Sous les traits androgynes de l’actrice et mannequin Chloë Sevigny, Mia, en survêt’ et capuche noire, manie les armes lourdes et élimine les gros chats du milieu en Faucheuse irréprochable. Le plus dur, c’est la vie civile, quand elle enfile son shorty et redessine son image de femme fatale. A la ferme, elle incarne la figure maternelle qui manque aux quatre orphelins. Riley, l’aînée de 16 ans, la rejette, empêtrée dans une relation secrète avec le propriétaire des lieux, une brute épaisse qui menace de les jeter à la rue sans préavis. Quand Mia relève les manches de son chemisier et met une raclée à ladite brute à coups de bottine, Riley ne sait plus si leur nouvelle maman va les sortir de la merde ou les y enfoncer jusqu’au col.

# [LIGNES FOURNIES]
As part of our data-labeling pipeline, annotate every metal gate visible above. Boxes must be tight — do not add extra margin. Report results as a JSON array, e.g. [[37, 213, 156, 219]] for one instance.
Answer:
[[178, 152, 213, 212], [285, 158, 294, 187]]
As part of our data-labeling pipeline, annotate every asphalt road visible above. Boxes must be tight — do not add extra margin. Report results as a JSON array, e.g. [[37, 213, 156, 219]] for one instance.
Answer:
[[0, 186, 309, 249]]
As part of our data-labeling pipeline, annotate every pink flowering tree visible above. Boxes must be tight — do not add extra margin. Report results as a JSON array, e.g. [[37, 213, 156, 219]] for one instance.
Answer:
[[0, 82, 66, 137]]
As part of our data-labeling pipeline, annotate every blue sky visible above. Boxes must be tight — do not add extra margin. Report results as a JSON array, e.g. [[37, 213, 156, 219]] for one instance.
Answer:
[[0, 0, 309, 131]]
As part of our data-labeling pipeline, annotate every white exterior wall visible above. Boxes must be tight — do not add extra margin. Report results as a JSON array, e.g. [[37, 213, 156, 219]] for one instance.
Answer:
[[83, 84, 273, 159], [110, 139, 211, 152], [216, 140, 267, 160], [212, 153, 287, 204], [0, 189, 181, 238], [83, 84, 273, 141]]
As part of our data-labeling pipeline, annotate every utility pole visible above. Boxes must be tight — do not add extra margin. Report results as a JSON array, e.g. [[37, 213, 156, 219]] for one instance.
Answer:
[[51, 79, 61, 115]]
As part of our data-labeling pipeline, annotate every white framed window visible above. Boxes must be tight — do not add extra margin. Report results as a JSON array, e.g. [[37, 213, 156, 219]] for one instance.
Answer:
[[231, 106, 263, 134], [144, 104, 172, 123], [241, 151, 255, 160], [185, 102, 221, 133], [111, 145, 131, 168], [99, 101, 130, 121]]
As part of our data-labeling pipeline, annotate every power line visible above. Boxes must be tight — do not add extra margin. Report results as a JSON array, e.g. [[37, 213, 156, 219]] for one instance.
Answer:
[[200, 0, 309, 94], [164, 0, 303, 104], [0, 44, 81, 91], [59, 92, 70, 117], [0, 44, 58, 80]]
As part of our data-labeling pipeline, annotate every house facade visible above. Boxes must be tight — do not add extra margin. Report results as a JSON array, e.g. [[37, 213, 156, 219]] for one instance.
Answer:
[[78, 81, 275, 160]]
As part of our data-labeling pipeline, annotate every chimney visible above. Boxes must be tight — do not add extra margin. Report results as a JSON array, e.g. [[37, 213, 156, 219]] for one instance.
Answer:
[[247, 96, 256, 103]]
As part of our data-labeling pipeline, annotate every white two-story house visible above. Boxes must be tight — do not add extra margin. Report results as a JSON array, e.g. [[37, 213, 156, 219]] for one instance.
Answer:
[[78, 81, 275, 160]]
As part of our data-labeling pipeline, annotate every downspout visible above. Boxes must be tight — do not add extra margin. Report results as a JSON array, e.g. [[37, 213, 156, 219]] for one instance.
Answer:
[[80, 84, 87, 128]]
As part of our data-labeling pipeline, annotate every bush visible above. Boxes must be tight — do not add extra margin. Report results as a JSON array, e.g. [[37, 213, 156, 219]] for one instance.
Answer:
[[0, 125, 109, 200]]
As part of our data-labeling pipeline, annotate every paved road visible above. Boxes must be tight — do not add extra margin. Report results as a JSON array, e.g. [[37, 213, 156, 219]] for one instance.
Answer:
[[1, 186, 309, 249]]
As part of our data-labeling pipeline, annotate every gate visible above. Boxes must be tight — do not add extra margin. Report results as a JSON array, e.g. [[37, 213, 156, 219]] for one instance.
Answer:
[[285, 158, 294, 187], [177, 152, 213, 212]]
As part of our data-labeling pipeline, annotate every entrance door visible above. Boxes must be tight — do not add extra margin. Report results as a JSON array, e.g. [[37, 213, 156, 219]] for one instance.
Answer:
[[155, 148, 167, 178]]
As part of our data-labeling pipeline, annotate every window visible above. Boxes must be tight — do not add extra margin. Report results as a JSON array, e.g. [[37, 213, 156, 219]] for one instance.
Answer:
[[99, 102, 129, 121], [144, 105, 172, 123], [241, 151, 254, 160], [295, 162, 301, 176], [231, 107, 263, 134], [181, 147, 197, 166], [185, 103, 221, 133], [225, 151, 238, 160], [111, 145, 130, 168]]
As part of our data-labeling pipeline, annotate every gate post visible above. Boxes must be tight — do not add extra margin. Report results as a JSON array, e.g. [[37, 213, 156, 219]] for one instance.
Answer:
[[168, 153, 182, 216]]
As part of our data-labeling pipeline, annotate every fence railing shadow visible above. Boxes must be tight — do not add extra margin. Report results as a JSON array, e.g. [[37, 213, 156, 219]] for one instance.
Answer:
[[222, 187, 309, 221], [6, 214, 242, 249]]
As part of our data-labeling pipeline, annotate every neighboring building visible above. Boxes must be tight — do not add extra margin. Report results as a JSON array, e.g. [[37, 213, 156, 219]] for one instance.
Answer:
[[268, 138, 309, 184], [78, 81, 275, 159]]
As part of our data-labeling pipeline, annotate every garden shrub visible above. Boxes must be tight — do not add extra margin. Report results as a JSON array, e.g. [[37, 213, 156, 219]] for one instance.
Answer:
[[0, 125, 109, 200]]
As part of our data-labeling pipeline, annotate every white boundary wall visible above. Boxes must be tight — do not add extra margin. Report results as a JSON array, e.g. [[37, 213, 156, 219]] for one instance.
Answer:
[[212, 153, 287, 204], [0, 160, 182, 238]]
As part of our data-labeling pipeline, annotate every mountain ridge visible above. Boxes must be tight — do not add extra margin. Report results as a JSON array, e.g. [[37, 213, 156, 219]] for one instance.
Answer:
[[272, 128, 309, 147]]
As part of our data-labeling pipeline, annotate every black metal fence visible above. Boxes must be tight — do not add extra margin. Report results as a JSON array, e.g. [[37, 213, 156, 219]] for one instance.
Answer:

# [PROBLÈME]
Poursuivez l'extrait sur Mia, le personnage incarné par Chloë Sevigny, en partant de sa dernière phrase. Les lignes n'ont aucun rapport avec l'extrait.

# [RÉPONSE AU PROBLÈME]
La cour des miraculés
Hit&Miss rappelle souvent Tideland (Terry Gilliam, 2005), notamment quand Leonie, la petite dernière, échappe à la surveillance du clan et se laisse entraîner par un rôdeur dans une cabane au fond des bois. Le danger qui plane autour de la tribu est permanent, incarné par un plat pays qui s’étend à perte de vue, à la fois terrain de jeu infini et symbole de leur isolement. Mais dans la maison, l’élément structurant, la vie domestique de ces canards boiteux va les lier au-delà de toutes proportions, jusqu’à la scène finale, quand l’univers criminel de Mia franchit le palier. Une réalisation froide, prenant le temps de révéler la profondeur des personnages dans les situations les plus sordides, fait songer au Tyrannosaur de Paddy Considine (2011). La production a démenti la possibilité d’une suite à ces six épisodes, mais on espère que l’histoire n’en restera pas là, quitte à engager un tueur.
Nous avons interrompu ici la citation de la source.